(EXERCISE INPUT)
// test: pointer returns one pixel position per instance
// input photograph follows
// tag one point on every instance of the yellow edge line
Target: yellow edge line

==

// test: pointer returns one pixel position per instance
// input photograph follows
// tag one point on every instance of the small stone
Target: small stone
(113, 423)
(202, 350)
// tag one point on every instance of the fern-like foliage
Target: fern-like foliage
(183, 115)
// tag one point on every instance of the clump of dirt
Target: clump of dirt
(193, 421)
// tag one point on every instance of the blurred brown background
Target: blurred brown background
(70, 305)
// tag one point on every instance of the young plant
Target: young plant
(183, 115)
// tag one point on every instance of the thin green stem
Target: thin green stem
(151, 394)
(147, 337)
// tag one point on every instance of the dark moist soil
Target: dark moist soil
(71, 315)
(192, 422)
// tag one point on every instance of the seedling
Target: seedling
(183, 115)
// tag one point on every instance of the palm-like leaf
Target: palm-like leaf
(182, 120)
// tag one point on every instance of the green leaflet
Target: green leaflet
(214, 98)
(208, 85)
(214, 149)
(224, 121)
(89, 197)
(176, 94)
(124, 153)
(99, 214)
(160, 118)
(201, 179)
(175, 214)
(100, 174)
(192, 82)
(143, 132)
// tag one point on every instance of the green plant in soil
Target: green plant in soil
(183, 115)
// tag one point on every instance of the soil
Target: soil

(EXERCISE REQUIREMENTS) The answer is the lines above between the line holding "the clump of dirt" and the line holding "of the seedling", inclusive, each written out exactly, and no others.

(RESPONSE TO THE EXERCISE)
// tag one point on every instance of the clump of dirt
Target: clump of dirt
(193, 421)
// tag one point on every instance of the blurred brown background
Target: blurred brown background
(70, 305)
// tag one point on every instance of the young plant
Target: young plant
(183, 115)
// tag one point on every instance of the thin green stem
Target: thin green stem
(151, 394)
(147, 337)
// tag one point on every instance of the dark moist soil
Target: dark moist soil
(71, 315)
(192, 422)
// tag one point on every instance of the seedling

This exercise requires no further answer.